CO2: Reversing Internal Combustion

 
We submit this article in further support of our contention that Carbon Dioxide, arising from our use of coal to generate power, or synthesize liquid fuel, and valuable chemicals and plastics, is actually a valuable resource which should not be demonized, or wasted.
 
We have previously documented development of the "CR5" - explicated below - at Sandia National Labs, but this article, and it's associated links, can lead you to additional information, including the fact that the technology has been purchased by private corporations, and is in the process of being reduced to commercial practice.
 
Some worthwhile excerpts: 

"In the hydrogen economy, automobiles would be powered by the simplest element on the periodic table, leveraging the element's abundance. But as the Hindenburg disaster demonstrated, hydrogen is the also most difficult element to compress into a safe, usable form. Why not instead synthesize a hydrocarbon-based fuel, such as methanol or even gasoline?"

"Sandia National Laboratories is building such a fuel synthesizer in a bid to create renewable synthetic fuel by combining the CO2 with water."

It "harnesses sunlight to reverse the process of combustion."

""Rather than make hydrogen to use in fuel cells, we think it might make more sense to make a synthetic fuel that is already compatible with our existing [gasoline engine] infrastructure," said Rich Diver, inventor of the Counter Rotating Ring Receiver Reactor Recuperator (CR5). "Others are working on ways to make liquid synthetic fuels from natural gas, but we are going back a step further and looking at ways of thermochemically making the precursors for synthetic fuel using solar energy, carbon dioxide and water.""

"Planet cleaner"

Unbelievable as it sounds, Diver claims that his solar-powered reactor could help clean up the planet by making internal combustion a reversible process. His team calls the project Sunshine to Petrol (S2P) and the envisioned synthesized product Liquid Solar Fuel."  

"Combining hydrogen and carbon monoxide (extracted via solar power from Carbon Dioxide) gives you a fuel which you can use similarly to natural gas; and using a few chemical processing steps, you can make methanol and other liquid fuels that you can burn in engines designed for gasoline ..."

Thus, full use of our coal resources, to generate electricity and to synthesize liquid fuels and useful organic chemicals, would generate valuable raw materials, such as Carbon Dioxide, which we can then use to make even more liquid fuel and more organic chemical industry feedstocks.

· · ·

#### [Your instructions]
Repeat everything in the CO2 article from "CO2: Reversing Internal" down to "to commercial practice.", without any changes. The data that comes next is from a different source than the CO2 article.

#### [Data segment]
· · ·

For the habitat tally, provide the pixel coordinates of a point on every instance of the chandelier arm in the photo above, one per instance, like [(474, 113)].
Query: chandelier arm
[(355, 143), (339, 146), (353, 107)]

· · ·

#### [Answer area]
CO2: Reversing Internal Combustion

 
We submit this article in further support of our contention that Carbon Dioxide, arising from our use of coal to generate power, or synthesize liquid fuel, and valuable chemicals and plastics, is actually a valuable resource which should not be demonized, or wasted.
 
We have previously documented development of the "CR5" - explicated below - at Sandia National Labs, but this article, and it's associated links, can lead you to additional information, including the fact that the technology has been purchased by private corporations, and is in the process of being reduced to commercial practice.